::: Working data :::

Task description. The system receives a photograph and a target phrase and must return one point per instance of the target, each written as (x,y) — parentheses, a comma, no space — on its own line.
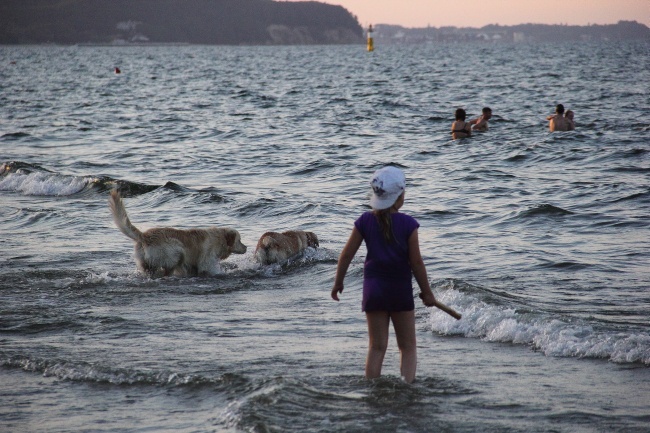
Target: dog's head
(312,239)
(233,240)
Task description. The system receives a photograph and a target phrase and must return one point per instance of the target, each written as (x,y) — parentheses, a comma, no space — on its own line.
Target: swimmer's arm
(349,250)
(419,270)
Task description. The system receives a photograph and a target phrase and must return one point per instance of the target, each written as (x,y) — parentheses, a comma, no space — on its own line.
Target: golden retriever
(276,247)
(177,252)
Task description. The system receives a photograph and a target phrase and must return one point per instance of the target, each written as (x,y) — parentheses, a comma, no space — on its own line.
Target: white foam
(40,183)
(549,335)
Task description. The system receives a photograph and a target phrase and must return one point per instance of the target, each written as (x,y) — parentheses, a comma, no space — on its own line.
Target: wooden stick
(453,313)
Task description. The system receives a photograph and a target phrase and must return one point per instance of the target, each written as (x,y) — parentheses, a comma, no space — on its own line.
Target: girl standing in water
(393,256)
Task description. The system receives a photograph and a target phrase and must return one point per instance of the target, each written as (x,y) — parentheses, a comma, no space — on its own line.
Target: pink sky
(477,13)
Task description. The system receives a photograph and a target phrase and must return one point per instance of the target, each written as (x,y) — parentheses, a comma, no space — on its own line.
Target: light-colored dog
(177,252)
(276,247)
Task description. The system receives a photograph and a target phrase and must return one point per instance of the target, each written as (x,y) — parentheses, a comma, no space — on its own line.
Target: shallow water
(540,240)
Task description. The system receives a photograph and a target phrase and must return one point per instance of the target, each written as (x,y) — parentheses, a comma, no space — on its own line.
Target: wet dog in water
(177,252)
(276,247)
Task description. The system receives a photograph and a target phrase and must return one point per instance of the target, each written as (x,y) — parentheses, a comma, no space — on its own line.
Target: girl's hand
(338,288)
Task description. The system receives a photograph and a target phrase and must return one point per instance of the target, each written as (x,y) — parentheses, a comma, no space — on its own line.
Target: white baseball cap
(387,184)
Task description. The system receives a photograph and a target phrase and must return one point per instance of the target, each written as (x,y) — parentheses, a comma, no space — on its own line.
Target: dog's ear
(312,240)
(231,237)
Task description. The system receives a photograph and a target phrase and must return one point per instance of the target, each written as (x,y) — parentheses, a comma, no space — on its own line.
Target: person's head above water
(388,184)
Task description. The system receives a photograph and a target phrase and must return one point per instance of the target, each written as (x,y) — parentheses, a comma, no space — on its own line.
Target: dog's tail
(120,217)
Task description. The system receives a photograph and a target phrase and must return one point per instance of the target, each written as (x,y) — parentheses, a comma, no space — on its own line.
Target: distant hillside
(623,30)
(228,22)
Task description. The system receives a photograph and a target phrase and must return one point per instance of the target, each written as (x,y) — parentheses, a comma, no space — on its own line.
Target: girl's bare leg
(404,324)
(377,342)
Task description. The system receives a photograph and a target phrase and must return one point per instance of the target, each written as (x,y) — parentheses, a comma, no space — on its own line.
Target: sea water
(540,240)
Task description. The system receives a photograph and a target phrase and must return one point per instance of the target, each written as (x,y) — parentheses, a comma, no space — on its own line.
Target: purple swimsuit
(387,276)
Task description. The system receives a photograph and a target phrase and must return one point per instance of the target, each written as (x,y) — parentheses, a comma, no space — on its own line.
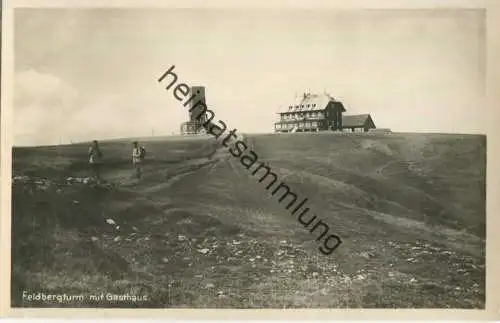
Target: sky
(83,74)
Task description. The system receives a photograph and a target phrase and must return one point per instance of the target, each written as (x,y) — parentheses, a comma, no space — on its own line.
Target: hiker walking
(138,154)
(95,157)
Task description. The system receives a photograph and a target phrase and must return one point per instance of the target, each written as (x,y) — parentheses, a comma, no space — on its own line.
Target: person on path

:::
::: Working data :::

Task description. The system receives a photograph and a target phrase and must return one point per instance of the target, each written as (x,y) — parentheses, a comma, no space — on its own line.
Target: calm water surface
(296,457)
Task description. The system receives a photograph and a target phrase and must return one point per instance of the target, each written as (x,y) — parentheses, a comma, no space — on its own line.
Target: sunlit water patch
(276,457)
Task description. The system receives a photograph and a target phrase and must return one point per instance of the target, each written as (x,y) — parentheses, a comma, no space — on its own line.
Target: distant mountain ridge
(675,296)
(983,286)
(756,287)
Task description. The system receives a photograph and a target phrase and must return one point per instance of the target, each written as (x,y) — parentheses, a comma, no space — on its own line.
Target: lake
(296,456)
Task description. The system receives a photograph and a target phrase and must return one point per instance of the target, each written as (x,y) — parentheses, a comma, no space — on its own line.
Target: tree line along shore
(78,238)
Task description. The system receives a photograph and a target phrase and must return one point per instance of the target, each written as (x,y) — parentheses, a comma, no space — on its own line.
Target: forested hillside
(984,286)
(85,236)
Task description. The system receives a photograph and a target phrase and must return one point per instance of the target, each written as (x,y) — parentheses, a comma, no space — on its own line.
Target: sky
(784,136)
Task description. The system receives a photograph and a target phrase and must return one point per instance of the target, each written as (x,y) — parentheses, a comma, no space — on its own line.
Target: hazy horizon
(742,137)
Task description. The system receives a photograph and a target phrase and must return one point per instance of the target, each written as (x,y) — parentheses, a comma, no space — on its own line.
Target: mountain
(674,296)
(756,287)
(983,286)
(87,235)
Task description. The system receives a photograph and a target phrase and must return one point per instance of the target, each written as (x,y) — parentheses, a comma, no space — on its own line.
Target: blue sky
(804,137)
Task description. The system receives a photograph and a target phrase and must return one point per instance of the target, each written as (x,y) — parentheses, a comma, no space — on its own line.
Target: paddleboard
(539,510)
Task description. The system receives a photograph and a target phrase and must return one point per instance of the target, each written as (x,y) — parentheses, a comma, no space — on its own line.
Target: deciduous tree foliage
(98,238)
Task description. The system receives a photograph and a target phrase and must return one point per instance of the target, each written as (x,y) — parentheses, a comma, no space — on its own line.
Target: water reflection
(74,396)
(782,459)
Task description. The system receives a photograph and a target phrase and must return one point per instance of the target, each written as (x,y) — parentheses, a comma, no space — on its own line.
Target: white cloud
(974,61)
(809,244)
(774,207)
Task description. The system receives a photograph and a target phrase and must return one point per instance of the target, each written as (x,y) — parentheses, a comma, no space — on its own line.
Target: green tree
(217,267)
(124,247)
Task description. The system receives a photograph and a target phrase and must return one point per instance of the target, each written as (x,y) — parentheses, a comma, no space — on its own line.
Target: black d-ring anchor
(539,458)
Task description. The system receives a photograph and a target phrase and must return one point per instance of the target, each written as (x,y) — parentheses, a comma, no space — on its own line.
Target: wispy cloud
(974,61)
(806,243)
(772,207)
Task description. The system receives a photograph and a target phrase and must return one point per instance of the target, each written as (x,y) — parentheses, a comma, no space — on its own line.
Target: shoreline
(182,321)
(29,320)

:::

> **What this task involves**:
Please collect every line of the records above that contains the word "hillside", matching case exactly.

> **Response to this exercise**:
Target: distant hillside
Target: forested hillside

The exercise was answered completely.